Image-grounded pointing data
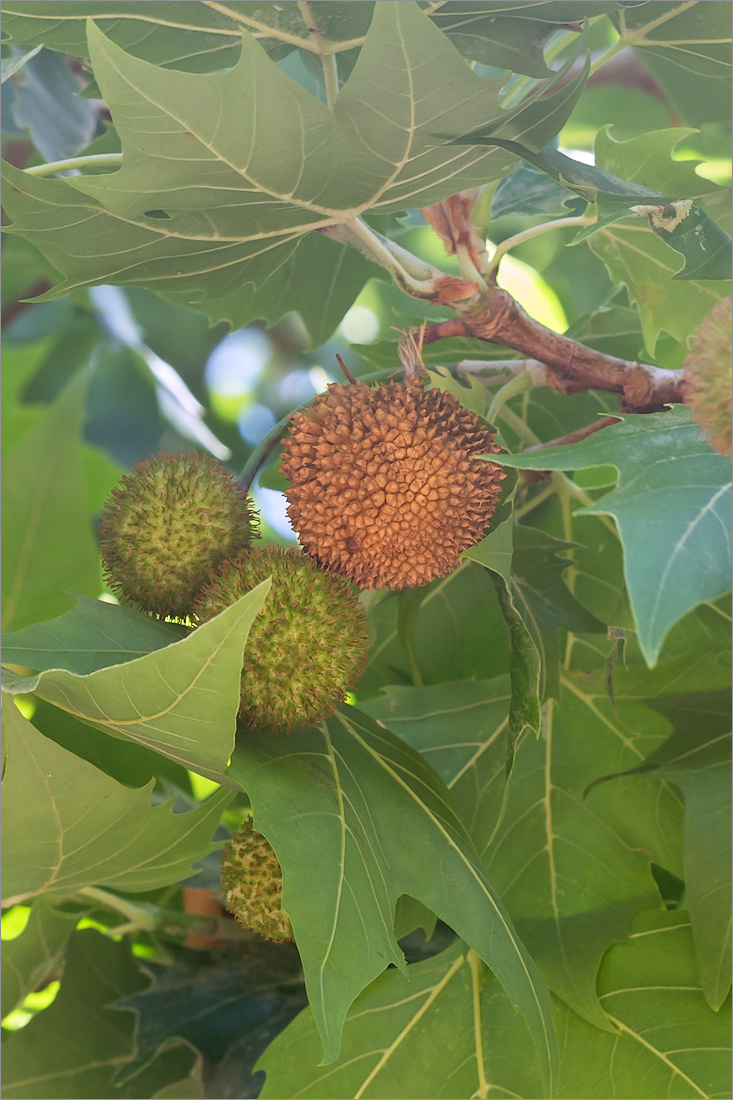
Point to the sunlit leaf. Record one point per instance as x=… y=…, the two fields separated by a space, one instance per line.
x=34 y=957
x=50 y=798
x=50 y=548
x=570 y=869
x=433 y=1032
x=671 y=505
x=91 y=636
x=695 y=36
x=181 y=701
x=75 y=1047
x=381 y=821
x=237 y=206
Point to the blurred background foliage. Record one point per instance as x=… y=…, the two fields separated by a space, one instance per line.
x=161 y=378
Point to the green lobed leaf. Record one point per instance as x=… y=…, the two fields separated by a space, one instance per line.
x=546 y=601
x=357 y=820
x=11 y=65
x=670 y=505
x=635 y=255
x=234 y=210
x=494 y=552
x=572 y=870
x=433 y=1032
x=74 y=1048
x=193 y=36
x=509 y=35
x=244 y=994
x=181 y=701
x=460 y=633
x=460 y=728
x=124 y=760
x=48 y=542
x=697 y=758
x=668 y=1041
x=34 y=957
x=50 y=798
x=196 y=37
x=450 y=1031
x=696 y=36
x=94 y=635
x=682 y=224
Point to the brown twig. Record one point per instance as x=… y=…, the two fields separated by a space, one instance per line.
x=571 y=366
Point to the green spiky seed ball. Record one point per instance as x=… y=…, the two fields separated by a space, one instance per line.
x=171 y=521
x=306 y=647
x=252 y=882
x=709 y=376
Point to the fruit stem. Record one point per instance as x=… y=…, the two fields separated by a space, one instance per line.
---
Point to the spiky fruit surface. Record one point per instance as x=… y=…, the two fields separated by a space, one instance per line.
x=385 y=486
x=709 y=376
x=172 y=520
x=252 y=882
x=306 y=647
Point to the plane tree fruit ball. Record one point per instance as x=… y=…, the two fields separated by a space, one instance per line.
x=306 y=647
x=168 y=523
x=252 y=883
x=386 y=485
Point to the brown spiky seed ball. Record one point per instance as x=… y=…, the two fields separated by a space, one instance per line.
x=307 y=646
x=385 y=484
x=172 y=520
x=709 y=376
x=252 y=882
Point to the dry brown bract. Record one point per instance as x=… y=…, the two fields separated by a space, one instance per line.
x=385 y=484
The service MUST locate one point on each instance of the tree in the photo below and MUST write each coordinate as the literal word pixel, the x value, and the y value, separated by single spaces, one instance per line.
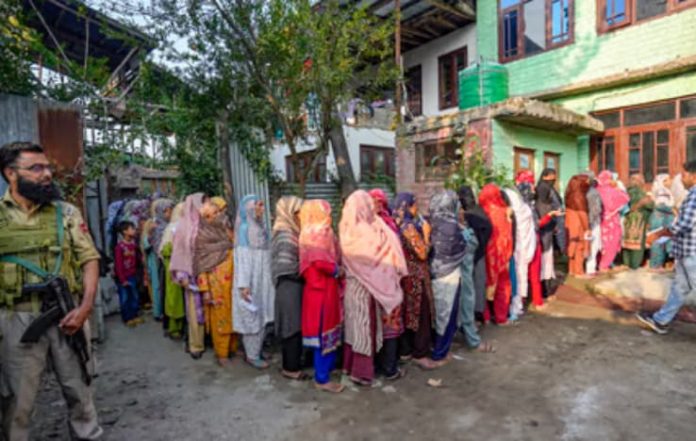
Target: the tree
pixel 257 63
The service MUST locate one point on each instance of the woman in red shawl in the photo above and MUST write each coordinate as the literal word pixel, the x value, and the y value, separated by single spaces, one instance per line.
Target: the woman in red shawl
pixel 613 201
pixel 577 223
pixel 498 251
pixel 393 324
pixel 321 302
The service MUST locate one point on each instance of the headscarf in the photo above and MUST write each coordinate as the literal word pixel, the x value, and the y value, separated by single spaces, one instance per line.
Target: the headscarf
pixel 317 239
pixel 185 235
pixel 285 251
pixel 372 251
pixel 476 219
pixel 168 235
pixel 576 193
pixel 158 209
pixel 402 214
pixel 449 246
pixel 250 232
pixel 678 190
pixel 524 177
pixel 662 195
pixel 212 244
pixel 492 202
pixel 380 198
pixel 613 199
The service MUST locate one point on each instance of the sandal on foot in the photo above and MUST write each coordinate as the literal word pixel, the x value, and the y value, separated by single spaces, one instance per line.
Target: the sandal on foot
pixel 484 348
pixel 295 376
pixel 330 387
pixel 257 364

** The task **
Wherever the word "spaces" appears in the entries above, copy that whole line.

** Solution to the exercise **
The service MUST locate one point on each instance of the tree in the photo below and MUST write each coordinate as the literal word pixel, the x value, and the y value, separated by single spaces, one instance per line.
The service MUST locate one point on each instance of the woman in red shawl in the photo above and MUST write each coordinate as the literal word pixel, the x value, and the y value, separated by single spaces, one instance per line.
The service MUST locate one point on each instance of the headscarf in the photo above and MUST write each coordinate as the literal word pixel, the x value, and the y value, separated by single spaces, one instance per line.
The service MUST locate one point on each instance of the sandal on foot in the photo above and MUST write each coordinate as the literal word pixel, the x value, and the y value, separated by single spaces, one instance per line.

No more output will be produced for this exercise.